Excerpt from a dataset
------------------------------------------------------------------------

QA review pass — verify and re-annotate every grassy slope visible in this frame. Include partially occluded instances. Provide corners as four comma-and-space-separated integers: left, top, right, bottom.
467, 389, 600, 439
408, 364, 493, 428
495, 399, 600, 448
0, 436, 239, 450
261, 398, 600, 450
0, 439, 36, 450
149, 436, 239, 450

------------------------------------------------------------------------

_Description of the task_.
How many lines in the items above contain the word "corners"? Reply with the number only.

_Solution for this problem_.
1